[[ Excerpted records, beginning ]]

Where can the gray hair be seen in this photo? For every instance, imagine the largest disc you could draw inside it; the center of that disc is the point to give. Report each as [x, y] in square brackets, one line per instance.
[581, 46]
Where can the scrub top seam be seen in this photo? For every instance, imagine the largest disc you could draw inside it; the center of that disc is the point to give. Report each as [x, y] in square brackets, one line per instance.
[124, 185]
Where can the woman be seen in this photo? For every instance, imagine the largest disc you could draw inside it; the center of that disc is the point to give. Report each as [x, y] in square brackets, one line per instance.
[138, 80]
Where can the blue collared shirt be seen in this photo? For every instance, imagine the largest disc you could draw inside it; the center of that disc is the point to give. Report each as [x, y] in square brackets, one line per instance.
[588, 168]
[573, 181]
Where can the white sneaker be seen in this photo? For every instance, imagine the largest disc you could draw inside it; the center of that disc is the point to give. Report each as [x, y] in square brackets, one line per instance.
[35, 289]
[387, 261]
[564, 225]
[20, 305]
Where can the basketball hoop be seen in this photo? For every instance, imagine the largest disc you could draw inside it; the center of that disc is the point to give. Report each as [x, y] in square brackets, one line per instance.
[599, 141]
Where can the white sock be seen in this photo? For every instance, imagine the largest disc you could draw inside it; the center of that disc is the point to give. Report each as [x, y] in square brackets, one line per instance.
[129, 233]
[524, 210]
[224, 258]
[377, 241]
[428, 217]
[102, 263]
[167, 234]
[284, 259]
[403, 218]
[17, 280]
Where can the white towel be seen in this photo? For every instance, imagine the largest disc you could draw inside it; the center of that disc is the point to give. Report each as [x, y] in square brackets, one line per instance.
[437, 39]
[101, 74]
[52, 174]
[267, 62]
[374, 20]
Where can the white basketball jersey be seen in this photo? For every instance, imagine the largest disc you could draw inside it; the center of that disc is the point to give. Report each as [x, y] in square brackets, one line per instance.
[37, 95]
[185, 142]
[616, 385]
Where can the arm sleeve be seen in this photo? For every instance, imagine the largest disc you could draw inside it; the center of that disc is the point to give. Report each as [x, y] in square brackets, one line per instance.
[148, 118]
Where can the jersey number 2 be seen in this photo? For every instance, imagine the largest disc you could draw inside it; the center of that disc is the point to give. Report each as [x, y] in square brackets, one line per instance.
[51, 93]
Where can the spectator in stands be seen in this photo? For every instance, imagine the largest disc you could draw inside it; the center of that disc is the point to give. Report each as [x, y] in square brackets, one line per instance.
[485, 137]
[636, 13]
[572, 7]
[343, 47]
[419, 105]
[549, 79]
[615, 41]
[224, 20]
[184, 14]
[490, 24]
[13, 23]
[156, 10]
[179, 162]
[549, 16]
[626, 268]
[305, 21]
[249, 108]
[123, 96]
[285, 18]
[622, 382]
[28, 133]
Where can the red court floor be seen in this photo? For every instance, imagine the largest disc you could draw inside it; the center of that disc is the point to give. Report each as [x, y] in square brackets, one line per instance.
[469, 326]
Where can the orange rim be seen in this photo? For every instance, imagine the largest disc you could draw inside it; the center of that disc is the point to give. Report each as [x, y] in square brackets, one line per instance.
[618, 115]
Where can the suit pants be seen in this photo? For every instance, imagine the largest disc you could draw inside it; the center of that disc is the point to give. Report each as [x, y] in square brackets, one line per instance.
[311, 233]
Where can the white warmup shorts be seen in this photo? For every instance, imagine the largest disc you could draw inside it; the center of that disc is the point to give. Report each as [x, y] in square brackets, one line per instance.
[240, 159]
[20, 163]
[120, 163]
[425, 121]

[[ Excerpted records, end ]]

Exercise objective —
The data above should be output exactly, with each line intact.

Answer to this task —
Where can the gray hair be seen in this photo? For every instance, imagine the largest disc you could draw inside it; the center of that disc is the point to give. Report each as [x, y] in square brackets, one line per instance.
[581, 46]
Where can the scrub top seam be seen in this photo? For every instance, imagine the largest disc you could draw inside it; the center of that disc is the point to give. Report each as [x, y] in square brackets, one line per instance.
[124, 185]
Where can the woman be seen in this photo? For every instance, imagine the largest disc you could draw inside it; the center of that disc is the point to give. Report each as [x, y] in square brackets, one line per instance.
[138, 80]
Where can the blue collared shirt be seen in this photo? For every instance, imagine the largest disc you could draw inside it; the center of that disc is the point to give. Report each as [x, y] in square brackets, one line per instance.
[588, 168]
[573, 181]
Where can the white sneaker be seen in this photo? For every instance, imagine the largest disc you could draw inside it; the center of that disc is the point to give. Report each as [x, y] in square brackets, one line per instance.
[35, 289]
[387, 261]
[564, 225]
[20, 305]
Where can the basketball hoop be seen in this photo? For every instance, imagine the largest disc you could draw inside it; the center of that disc is the point to give. Report each as [x, y] in square brackets, one line per instance.
[599, 141]
Where can the white sock be seen in this photo? For every instance, imagine the largest disc you could draw inside it; the center of that disc is the point to give. Report each as [x, y] in square brackets, one line per instance.
[129, 233]
[524, 210]
[224, 258]
[377, 241]
[428, 217]
[102, 263]
[167, 234]
[284, 259]
[403, 218]
[17, 280]
Where can the white towel be seen in this photo? For every instance, imagine the largest disc you could draw inside it; the center of that disc is the point to give. Report each as [x, y] in square brackets, one line per instance.
[437, 39]
[101, 74]
[52, 174]
[267, 62]
[374, 20]
Where can the white basketball jersey be seen in this photo? For every instance, imagine the largest disc you could draw inside it; the center of that disc is the point to give. Report each as [x, y] in square brackets, one line per instance.
[37, 95]
[185, 142]
[616, 385]
Where can the arm sleeve be seen in this photo? For every instance, imagine the largest disc you could draw inside it; the center of that disc is the point to give. Report each as [x, y] in square brackets, one line per instance.
[148, 118]
Where can the jersey number 2 be seen in this photo? For every instance, imagine the largest disc you could draw inside it; the center of that disc is the point to give. Report each as [x, y] in square brackets, one line per instance.
[51, 93]
Where can the spectator in stands be seen in this photo? For every instance, imagine the largest disc you could draw inside it; the center of that disc is the point to give. Report each as [x, y] in square brackets, one line per instance.
[485, 137]
[636, 13]
[572, 7]
[343, 47]
[419, 105]
[549, 79]
[615, 41]
[224, 20]
[184, 14]
[490, 24]
[13, 23]
[156, 10]
[179, 162]
[549, 16]
[626, 268]
[305, 21]
[249, 108]
[123, 96]
[285, 18]
[622, 382]
[28, 133]
Where can the red court floor be seen in this photo? For every instance, imagine the largest disc you could draw inside it; the center of that disc is the point to give. Report each as [x, y] in square brackets, one line per instance.
[469, 326]
Where can the orange rim be seen in this photo? For every instance, imagine the largest disc you could draw inside it; the center of that disc is the point to give. Report each as [x, y] in square brackets, one line per instance.
[618, 115]
Where can the suit pants be seen in this photo? For every instance, imagine the largest disc you could draw inside it; the center of that disc is the point to give. Report each as [x, y] in square brackets, one line per instance.
[311, 233]
Where can the white warmup shorts be seen in this photo? For every instance, imagine the largest disc you could draw inside it; the center of that disc is the point to give. Report each as [x, y] in square brackets, one line per instance.
[240, 159]
[20, 163]
[120, 163]
[425, 121]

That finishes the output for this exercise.